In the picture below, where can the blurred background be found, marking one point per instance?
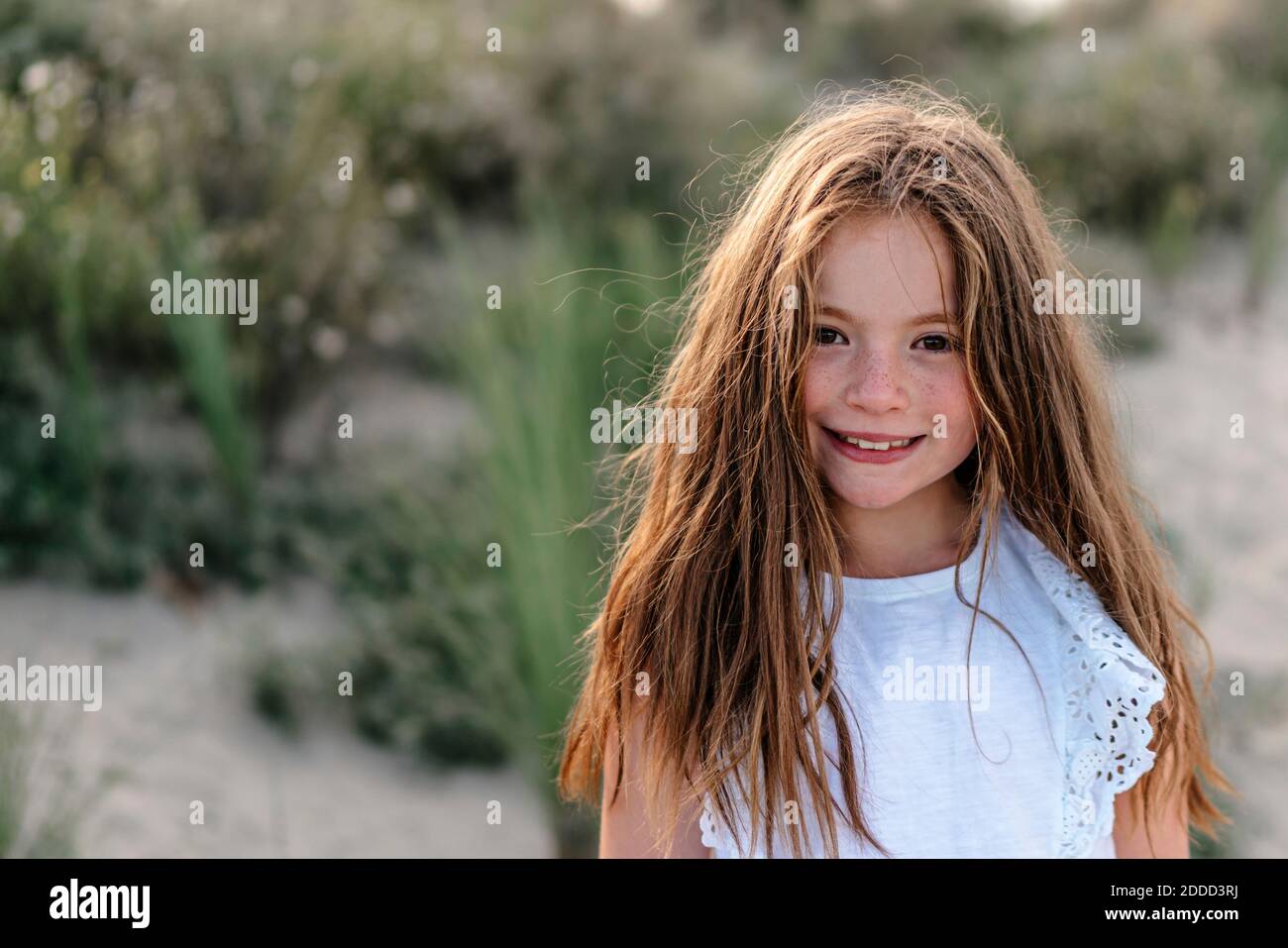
(515, 168)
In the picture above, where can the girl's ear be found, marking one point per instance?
(967, 472)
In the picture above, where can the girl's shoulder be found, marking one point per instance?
(1109, 687)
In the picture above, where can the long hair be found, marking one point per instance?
(717, 592)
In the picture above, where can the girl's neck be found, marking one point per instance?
(918, 535)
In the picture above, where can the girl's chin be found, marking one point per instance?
(872, 498)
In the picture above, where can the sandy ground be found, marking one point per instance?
(1222, 497)
(176, 725)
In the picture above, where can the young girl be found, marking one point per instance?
(900, 600)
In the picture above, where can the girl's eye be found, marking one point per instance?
(938, 343)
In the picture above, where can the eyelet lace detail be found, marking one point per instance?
(1109, 690)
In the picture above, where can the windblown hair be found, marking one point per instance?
(735, 644)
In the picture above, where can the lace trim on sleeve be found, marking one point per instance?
(1109, 691)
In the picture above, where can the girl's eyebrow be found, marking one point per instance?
(918, 320)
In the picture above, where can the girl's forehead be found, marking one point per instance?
(879, 265)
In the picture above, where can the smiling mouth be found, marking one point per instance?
(877, 447)
(887, 443)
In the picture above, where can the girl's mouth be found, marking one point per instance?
(874, 449)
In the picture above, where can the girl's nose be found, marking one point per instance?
(877, 384)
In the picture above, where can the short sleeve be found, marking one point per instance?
(1109, 689)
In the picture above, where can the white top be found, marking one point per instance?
(1044, 784)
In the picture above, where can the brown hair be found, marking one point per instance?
(738, 660)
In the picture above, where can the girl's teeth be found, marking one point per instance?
(880, 445)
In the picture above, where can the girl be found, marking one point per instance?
(900, 600)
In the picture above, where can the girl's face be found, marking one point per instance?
(887, 366)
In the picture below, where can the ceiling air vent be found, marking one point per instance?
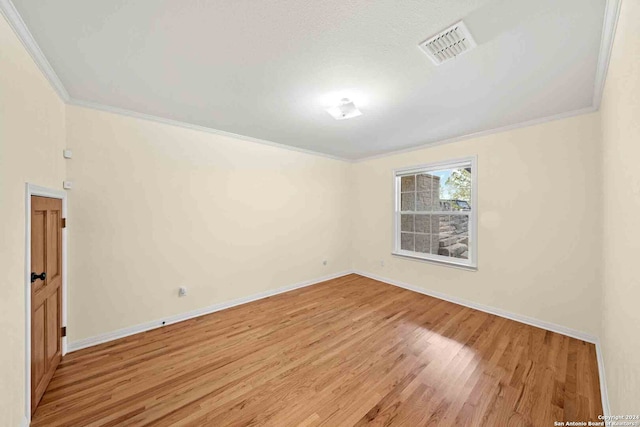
(449, 43)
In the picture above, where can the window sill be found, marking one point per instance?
(460, 266)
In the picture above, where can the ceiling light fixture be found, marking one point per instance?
(346, 109)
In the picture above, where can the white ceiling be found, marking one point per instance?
(268, 69)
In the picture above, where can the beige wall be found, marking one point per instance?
(158, 206)
(539, 237)
(155, 207)
(32, 137)
(621, 137)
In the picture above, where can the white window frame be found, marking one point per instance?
(472, 262)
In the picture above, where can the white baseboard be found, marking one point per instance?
(606, 409)
(121, 333)
(487, 309)
(131, 330)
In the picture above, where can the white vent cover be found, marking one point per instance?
(449, 43)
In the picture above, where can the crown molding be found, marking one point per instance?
(612, 11)
(609, 25)
(20, 28)
(481, 133)
(178, 123)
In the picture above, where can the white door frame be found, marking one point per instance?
(35, 190)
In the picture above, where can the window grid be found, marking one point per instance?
(448, 232)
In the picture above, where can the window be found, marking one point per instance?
(435, 212)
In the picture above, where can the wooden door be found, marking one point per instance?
(46, 293)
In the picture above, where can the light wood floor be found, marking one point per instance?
(351, 351)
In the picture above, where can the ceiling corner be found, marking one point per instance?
(19, 27)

==================================================

→ **About this task**: Please retype the listing exactly, leaving out any images.

→ **Task solution**:
In the picture below, where can the blurred background be found, marking one point per instance?
(515, 168)
In the picture above, where can the girl's ear be found, marking one point per instance?
(967, 472)
In the picture above, where can the girl's shoulder be found, marking one point per instance?
(1109, 687)
In the picture above, where can the long hair be found, marking one point per instance?
(717, 592)
In the picture above, where can the girl's neck be found, marking one point per instance?
(918, 535)
In the picture above, where can the girl's chin be found, marking one point per instance?
(872, 498)
In the picture above, where can the sandy ground be found, marking one point per instance?
(1222, 497)
(176, 725)
In the picture above, where can the young girl be found, marking one point per instance?
(900, 600)
In the picture above, where can the girl's eye be found, marking one point per instance?
(938, 343)
In the picture above, where can the eyelet lace detail be found, marking one point per instance?
(1109, 690)
In the picture above, where can the windblown hair be found, marking one point per instance?
(735, 644)
In the picture above, where can the lace trim on sleeve be found, marking one point per instance?
(1109, 691)
In the picture above, where can the girl's eyebrow be found, marking one point per instance?
(918, 320)
In the picture above, where can the girl's forehead be found, marking one point per instance?
(879, 265)
In the picture above, where can the smiling mouth be found, marking one point per instance?
(877, 447)
(887, 443)
In the picture above, where can the girl's mouth be found, marking one point per instance?
(874, 449)
In the picture above, where can the girl's nose be found, marking one point per instance?
(877, 384)
In the picture above, where can the short sleeve be found, marking one point per instance?
(1109, 689)
In the picture above, where can the white top be found, marking one point per instance?
(1044, 784)
In the picture above, where can the brown hair be found, marking one point per instance?
(738, 660)
In the picture above, where can the girl's teeth be found, marking one point per instance?
(880, 445)
In the picture above, where can the girl be found, marking one point per instance?
(900, 600)
In the picture above, where can the girl's face be found, marking one point per instance?
(887, 366)
In the picture below, where can the ceiling air vent be found, marking one point per instance?
(449, 43)
In the picture above, where can the window sill be found, marking one point per instance?
(460, 266)
In the picture above, where can the ceiling light fixture be found, marking one point per instance?
(346, 109)
In the picture above, where can the white ceiling be found, marking one point per instance?
(268, 69)
In the picture above, where can the beige wall be found, marking one point per instance?
(158, 206)
(539, 237)
(155, 207)
(32, 137)
(621, 137)
In the picture above, where can the white window frame be found, marking one point per instance?
(472, 262)
In the picture above, where can the white baseboard be found, marking one point per instance?
(606, 409)
(121, 333)
(487, 309)
(131, 330)
In the picture above, where can the white vent cover be found, marking one point per instance?
(449, 43)
In the picture above, where can the crown molding be found, marking one point per instance?
(612, 11)
(609, 25)
(20, 28)
(481, 133)
(178, 123)
In the picture above, where can the white door frame be found, marking one point per instance?
(35, 190)
In the picture above, where can the window grid be found, marking one point per instance?
(448, 232)
In the picture above, where can the window be found, marking one point per instance?
(435, 212)
In the picture above, where can the wooden door be found, marking one point per instance?
(46, 293)
In the picture above, where can the light wood floor be found, marking one point per instance?
(351, 351)
In the picture above, where can the ceiling corner be found, marking one point per instance?
(19, 27)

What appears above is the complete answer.